> [Assigned task] Reproduce the passage of the single-cell methods text between "Geometry-Based Data Generation" and "a diffusion kernel.", inclusive, without changing a word.

> [Excerpt to read]
=== Section Start ===
To address this, we developed MAGIC (Markov Affinity-based Graph Imputation of Cells), a method for imputing missing values, and restoring the structure of the data. After MAGIC, we find that two- and three-dimensional gene interactions are restored and that MAGIC is able to impute complex and non-linear shapes of interactions. MAGIC also retains cluster structure, enhances cluster-specific gene interactions and restores trajectories, as demonstrated in mouse retinal bipolar cells, hematopoiesis, and our newly generated epithelial-to-mesenchymal transition dataset.
TIDES or ( Trajectory Interpolated DREMI Scores) is an extension of our earlier Density Resampled Estimate of Mutual Information which quantifies time-varying edge behavior over a developmental trajectory. In particular it tracks times during development in which a regulatory relationship is strong (high mutual information) vs times when regulatory relationships are inactive (low mutual information) due to regulatory network rewiring that underlies differentiation. We also predict an overall metric of edge dynamism, which combined with TIDES allows us to predict the effect of drug perturbations on the Epithelial-to-Mesenchymal transition in breast cancer cells.
Geometry-Based Data Generation
Many generative models attempt to replicate the density of their input data. However, this approach is often undesirable, since data density is highly affected by sampling biases, noise, and artifacts. We propose a method called SUGAR (Synthesis Using Geometrically Aligned Random-walks) that uses a diffusion process to learn a manifold geometry from the data. Then, it generates new points evenly along the manifold by pulling randomly generated points into its intrinsic structure using a diffusion kernel.
SUGAR equalizes the density along the manifold by selectively generating points in sparse areas of the manifold. We demonstrate how the approach corrects sampling biases and artifacts, while also revealing intrinsic patterns (e.g. progression) and relations in the data. The method is applicable for correcting missing data, finding hypothetical data points, and learning relationships between data features.
Learning time-varying information flow from single-cell EMT data
Cellular circuits sense the environment, process signals, and compute decisions using networks of interacting proteins. To model such a system, the abundance of each activated protein species can be described as a stochastic function of the abundance of other proteins. High-dimensional single-cell technologies, like mass cytometry, offer an opportunity to characterize signaling circuit-wide. However, the challenge of developing and applying computational approaches to interpret such complex data remains.
Here, we developed computational methods, based on established statistical concepts, to characterize signaling network relationships by quantifying the strengths of network edges and deriving signaling response functions. In comparing signaling between naïve and antigen-exposed CD4+ T-lymphocytes, we find that although these two cell subtypes had similarly-wired networks, naïve cells transmitted more information along a key signaling cascade than did antigen-exposed cells.
We validated our characterization on mice lacking the extracellular-regulated MAP kinase (ERK2), which showed stronger influence of pERK on pS6 (phosphorylated-ribosomal protein S6), in naïve cells compared to antigen-exposed cells, as predicted. We demonstrate that by using cell-to-cell variation inherent in single cell data, we can algorithmically derive response functions underlying molecular circuits and drive the understanding of how cells process signals.
=== Section End ===
> [Data extract]
=== Section Start ===
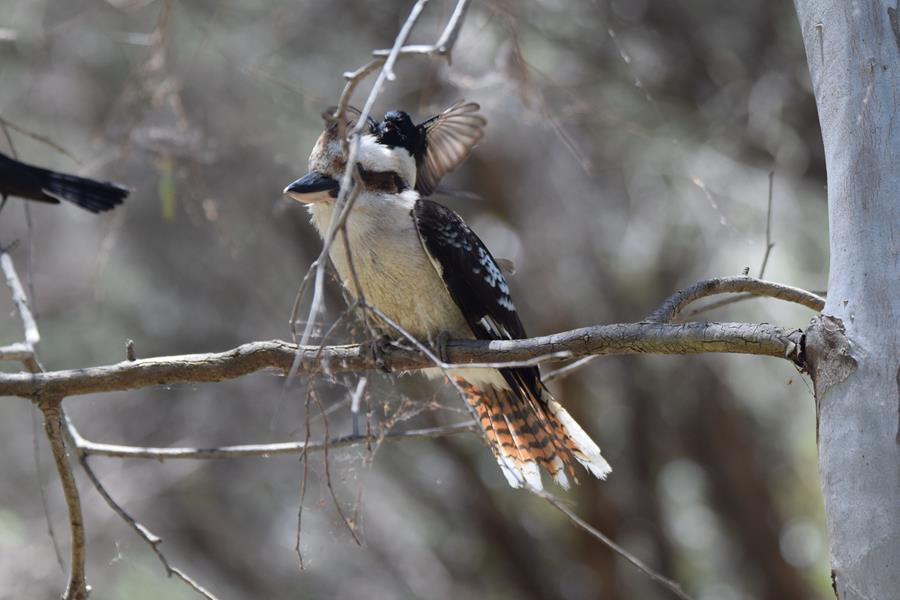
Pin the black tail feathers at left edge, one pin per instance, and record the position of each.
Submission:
(34, 183)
=== Section End ===
> [Exercise output]
Geometry-Based Data Generation
Many generative models attempt to replicate the density of their input data. However, this approach is often undesirable, since data density is highly affected by sampling biases, noise, and artifacts. We propose a method called SUGAR (Synthesis Using Geometrically Aligned Random-walks) that uses a diffusion process to learn a manifold geometry from the data. Then, it generates new points evenly along the manifold by pulling randomly generated points into its intrinsic structure using a diffusion kernel.